Exercise task: Retype all the records with nothing changed.

Provided information:
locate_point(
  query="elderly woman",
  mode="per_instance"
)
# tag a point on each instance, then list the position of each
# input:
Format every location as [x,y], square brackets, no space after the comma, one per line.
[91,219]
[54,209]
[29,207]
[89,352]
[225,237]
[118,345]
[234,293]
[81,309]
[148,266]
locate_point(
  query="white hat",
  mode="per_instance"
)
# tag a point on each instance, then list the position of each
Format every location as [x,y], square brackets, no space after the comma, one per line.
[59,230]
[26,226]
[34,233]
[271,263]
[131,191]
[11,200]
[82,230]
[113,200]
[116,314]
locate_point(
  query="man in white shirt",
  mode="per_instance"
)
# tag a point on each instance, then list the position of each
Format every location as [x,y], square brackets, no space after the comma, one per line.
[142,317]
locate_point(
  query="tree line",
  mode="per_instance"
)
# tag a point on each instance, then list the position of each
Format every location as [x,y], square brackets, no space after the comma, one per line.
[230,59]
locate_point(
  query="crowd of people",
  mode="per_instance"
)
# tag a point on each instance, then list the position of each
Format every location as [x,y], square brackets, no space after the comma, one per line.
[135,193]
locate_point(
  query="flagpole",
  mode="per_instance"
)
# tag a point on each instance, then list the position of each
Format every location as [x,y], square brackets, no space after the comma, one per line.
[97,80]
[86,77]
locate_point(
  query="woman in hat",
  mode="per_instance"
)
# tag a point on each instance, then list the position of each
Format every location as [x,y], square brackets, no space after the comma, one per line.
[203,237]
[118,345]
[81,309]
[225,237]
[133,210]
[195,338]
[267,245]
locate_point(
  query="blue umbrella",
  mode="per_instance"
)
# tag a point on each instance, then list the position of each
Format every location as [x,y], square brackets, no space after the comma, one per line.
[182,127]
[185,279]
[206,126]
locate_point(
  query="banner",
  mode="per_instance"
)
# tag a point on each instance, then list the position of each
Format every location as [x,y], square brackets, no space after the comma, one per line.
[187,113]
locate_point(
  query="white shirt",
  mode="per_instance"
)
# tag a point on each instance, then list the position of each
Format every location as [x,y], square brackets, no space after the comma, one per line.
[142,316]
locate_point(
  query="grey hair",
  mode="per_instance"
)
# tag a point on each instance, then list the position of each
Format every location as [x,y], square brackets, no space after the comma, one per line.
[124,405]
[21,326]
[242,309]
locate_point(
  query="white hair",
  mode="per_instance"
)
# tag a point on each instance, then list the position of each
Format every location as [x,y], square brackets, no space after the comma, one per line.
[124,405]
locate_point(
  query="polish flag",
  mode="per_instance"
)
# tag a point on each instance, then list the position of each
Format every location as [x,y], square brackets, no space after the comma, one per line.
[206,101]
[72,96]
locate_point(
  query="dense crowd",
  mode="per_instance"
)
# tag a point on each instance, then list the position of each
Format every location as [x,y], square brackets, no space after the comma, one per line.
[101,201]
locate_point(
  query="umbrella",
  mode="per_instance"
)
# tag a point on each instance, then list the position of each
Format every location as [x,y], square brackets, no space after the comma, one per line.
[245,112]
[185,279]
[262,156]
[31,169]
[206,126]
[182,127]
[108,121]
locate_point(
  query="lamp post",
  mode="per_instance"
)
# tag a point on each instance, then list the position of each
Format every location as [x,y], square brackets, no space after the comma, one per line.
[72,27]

Problem solution:
locate_point(
  query="elderly woman",
  mode="per_instance"
)
# tag a point on each instance, then list the position of each
# input:
Format every location as [x,y], square brackets, no space after the comma, one per line.
[91,219]
[54,209]
[29,207]
[89,352]
[225,237]
[118,345]
[234,293]
[81,309]
[148,266]
locate_point(
  query="white hat",
  mode="per_instance"
)
# tag a point on each instance, then list the position of each
Format every location as [x,y], square brackets, no space after the comma, one per line.
[59,230]
[26,226]
[34,233]
[271,263]
[131,191]
[11,200]
[82,230]
[113,200]
[116,314]
locate_point(
  query="man in white shirt",
  mode="per_instance"
)
# tag a point on each instance, then list the position of each
Format every location as [x,y], square brackets, no space after the comma, one per line.
[142,317]
locate_point(
  query="tree line",
  mode="per_instance"
)
# tag a point on each instance, then list the position of each
Format every location as [x,y], square brackets, no space after the comma, one per line.
[230,59]
locate_point(
  query="crowd of people",
  mode="per_instance"
)
# tag a point on each instance, then list the position of each
Format every location as [x,y], square brackets, no space after the comma, one per line.
[135,193]
locate_point(
  query="flagpole",
  mode="per_instance"
)
# tag a point on each instance, then list the position of each
Format every location as [x,y], square brackets, no space after the comma, one per line.
[97,80]
[86,77]
locate_point(
  query="woman in hat",
  mode="per_instance"
)
# tag a point on each instance, then list the position of each
Format every location as [x,y], square brackets, no space after the comma, one per line.
[203,237]
[118,345]
[81,309]
[225,237]
[133,210]
[195,338]
[267,245]
locate_point(
  query="blue umbrella",
  mode="per_instance"
)
# tag a point on each instance, then list the position of each
Format every location as [x,y], square brackets, no space after the comma, one per line.
[182,127]
[185,279]
[206,126]
locate_point(
  query="banner",
  mode="per_instance"
)
# tag a point on each instance, then list the position of each
Format every location as [x,y], square brackets, no space after the comma, one per line.
[187,113]
locate_point(
  query="white shirt",
  mode="per_instance"
)
# tag a point on each instance, then list the position of each
Format every location as [x,y], square brackets, no space after the comma, one per line.
[142,316]
locate_point(
  query="grey hair",
  mode="per_instance"
)
# tag a point on each instance, then list the position of each
Format every location as [x,y], square brackets, no space after the comma, one per line.
[124,405]
[21,326]
[242,309]
locate_point(
  query="white hair",
  mode="per_instance"
)
# tag a point on each instance, then list the position of each
Format every location as [x,y], square brackets, no space after the comma, one per line.
[124,405]
locate_point(
  query="polish flag",
  mode="per_instance"
)
# tag a point on each instance, then list the position of each
Format every location as [x,y], square brackets, no space after the comma, one per line.
[206,101]
[72,96]
locate_point(
  query="dense crowd",
  mode="per_instance"
)
# tag a point on each instance, then list the position of each
Format every location as [x,y], square brackets, no space after the comma, one per line.
[101,201]
locate_point(
  query="umbrella",
  mode="per_instance"
)
# tag a point on each instance, then list the position of each
Format every location as [x,y], square brackets, no space after the comma, one per line.
[245,112]
[185,279]
[262,156]
[31,169]
[206,126]
[182,127]
[108,121]
locate_point(
  query="lamp post",
  mode="per_instance"
)
# tag a point on each instance, then list the position of each
Format every location as [x,y], square brackets, no space after the comma, one per line.
[72,27]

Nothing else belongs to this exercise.